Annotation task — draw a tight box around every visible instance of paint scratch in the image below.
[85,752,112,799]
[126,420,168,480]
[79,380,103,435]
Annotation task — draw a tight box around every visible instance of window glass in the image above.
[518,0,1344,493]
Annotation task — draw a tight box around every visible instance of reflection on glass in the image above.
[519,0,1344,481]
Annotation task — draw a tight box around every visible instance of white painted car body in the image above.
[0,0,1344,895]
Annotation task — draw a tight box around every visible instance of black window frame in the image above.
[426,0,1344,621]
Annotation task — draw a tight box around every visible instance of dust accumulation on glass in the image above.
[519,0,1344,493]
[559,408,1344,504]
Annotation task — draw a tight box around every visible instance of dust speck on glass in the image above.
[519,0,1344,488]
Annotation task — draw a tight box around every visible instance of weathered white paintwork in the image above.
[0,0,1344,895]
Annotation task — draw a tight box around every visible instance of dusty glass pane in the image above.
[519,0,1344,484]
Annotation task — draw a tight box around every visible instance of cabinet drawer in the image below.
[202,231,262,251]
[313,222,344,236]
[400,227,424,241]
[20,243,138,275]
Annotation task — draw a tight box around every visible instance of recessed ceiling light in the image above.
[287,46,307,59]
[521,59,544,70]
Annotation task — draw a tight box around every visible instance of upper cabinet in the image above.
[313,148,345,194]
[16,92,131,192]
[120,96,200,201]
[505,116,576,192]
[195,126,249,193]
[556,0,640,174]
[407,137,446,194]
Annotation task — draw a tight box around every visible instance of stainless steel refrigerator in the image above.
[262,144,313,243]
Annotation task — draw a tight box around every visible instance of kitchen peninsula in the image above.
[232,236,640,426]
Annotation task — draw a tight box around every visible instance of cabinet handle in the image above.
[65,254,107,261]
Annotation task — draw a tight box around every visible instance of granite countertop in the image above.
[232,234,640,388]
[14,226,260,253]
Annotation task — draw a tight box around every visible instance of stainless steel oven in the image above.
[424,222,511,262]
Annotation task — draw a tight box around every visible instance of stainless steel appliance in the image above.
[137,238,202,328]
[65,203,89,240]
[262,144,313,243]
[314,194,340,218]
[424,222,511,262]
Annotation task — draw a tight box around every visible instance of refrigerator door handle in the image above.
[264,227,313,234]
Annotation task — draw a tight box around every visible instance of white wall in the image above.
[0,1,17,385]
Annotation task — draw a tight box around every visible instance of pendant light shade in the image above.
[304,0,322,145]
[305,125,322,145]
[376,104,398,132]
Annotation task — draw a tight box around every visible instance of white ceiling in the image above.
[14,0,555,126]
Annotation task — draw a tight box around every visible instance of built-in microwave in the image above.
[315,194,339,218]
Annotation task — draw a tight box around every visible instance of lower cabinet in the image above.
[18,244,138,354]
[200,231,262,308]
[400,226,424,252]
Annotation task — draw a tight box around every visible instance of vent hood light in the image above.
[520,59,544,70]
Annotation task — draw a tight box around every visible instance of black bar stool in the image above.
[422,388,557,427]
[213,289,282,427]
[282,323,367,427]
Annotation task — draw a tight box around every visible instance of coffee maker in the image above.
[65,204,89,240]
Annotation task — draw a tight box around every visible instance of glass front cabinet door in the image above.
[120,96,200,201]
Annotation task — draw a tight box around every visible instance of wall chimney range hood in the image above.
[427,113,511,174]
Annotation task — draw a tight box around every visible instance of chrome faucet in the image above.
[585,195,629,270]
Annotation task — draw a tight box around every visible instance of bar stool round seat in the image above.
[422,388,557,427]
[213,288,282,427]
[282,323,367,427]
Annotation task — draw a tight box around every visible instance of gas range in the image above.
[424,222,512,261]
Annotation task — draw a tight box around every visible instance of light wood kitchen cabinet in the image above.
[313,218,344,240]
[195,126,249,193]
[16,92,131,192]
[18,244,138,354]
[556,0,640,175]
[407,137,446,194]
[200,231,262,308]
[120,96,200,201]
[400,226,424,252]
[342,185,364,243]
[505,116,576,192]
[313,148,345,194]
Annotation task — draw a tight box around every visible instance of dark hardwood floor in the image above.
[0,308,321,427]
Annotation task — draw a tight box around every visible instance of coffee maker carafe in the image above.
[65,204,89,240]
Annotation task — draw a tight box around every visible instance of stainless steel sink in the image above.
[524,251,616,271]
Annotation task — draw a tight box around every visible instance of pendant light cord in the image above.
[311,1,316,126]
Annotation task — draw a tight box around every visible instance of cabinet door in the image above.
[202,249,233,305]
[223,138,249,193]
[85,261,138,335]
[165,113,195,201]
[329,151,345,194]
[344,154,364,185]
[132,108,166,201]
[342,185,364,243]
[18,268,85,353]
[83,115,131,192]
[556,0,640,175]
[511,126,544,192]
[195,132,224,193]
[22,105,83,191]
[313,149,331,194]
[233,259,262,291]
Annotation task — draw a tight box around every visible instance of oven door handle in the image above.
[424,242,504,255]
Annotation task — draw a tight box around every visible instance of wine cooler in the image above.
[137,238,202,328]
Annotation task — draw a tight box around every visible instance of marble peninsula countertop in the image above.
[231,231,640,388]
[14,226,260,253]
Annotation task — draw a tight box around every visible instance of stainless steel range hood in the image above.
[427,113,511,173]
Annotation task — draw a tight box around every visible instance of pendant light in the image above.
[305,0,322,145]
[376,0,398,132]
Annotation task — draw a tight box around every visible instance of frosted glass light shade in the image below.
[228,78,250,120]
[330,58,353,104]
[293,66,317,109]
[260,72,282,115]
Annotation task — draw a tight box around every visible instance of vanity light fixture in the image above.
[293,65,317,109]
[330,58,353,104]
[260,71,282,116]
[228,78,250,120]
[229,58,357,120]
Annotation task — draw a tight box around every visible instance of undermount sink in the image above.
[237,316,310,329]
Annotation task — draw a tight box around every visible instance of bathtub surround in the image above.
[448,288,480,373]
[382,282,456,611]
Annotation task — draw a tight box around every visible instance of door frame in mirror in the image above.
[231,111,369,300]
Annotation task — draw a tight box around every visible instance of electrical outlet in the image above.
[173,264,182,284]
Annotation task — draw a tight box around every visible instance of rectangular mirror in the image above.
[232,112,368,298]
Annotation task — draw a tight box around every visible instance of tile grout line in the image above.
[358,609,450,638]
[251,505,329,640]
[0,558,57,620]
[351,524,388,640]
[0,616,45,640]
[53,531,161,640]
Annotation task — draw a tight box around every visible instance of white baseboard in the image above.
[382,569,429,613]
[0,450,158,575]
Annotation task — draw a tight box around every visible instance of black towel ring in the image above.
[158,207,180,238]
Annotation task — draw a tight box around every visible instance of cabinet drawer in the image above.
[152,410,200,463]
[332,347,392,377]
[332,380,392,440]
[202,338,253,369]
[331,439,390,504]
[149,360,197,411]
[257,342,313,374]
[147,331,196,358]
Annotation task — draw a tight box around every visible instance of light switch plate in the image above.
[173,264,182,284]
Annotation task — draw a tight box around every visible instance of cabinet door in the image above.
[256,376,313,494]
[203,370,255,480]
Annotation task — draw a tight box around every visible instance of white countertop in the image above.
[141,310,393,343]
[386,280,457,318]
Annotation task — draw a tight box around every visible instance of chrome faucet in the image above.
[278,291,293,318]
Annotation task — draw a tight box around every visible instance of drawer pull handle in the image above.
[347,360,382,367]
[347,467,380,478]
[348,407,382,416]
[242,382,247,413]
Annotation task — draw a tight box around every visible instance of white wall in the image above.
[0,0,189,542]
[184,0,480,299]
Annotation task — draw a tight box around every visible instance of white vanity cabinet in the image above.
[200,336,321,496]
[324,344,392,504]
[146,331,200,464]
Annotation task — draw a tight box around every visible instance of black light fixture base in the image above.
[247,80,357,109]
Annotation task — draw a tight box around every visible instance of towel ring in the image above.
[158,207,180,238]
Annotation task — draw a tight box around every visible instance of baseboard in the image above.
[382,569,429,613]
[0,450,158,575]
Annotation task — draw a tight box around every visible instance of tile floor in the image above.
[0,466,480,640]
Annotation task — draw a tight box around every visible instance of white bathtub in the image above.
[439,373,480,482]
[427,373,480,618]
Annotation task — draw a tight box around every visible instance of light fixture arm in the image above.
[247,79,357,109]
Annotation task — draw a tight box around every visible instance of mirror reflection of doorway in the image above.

-*-*-

Copy out, word for word, the lines that start with the line containing "window glass in the image above." and end with the line containing "[426,0,1344,621]", including both of those lines.

● WRITTEN RESPONSE:
Annotation task — draw a tight box around every visible instance of window glass in the image above.
[518,0,1344,493]
Annotation task — draw a tight box around every visible instance of reflection on glass in the image above.
[519,0,1344,481]
Annotation task — draw a tight box around every visible instance of white painted car body in the image above.
[0,0,1344,895]
Annotation task — draw a tight box around every visible instance of black window frame in the image above.
[426,0,1344,621]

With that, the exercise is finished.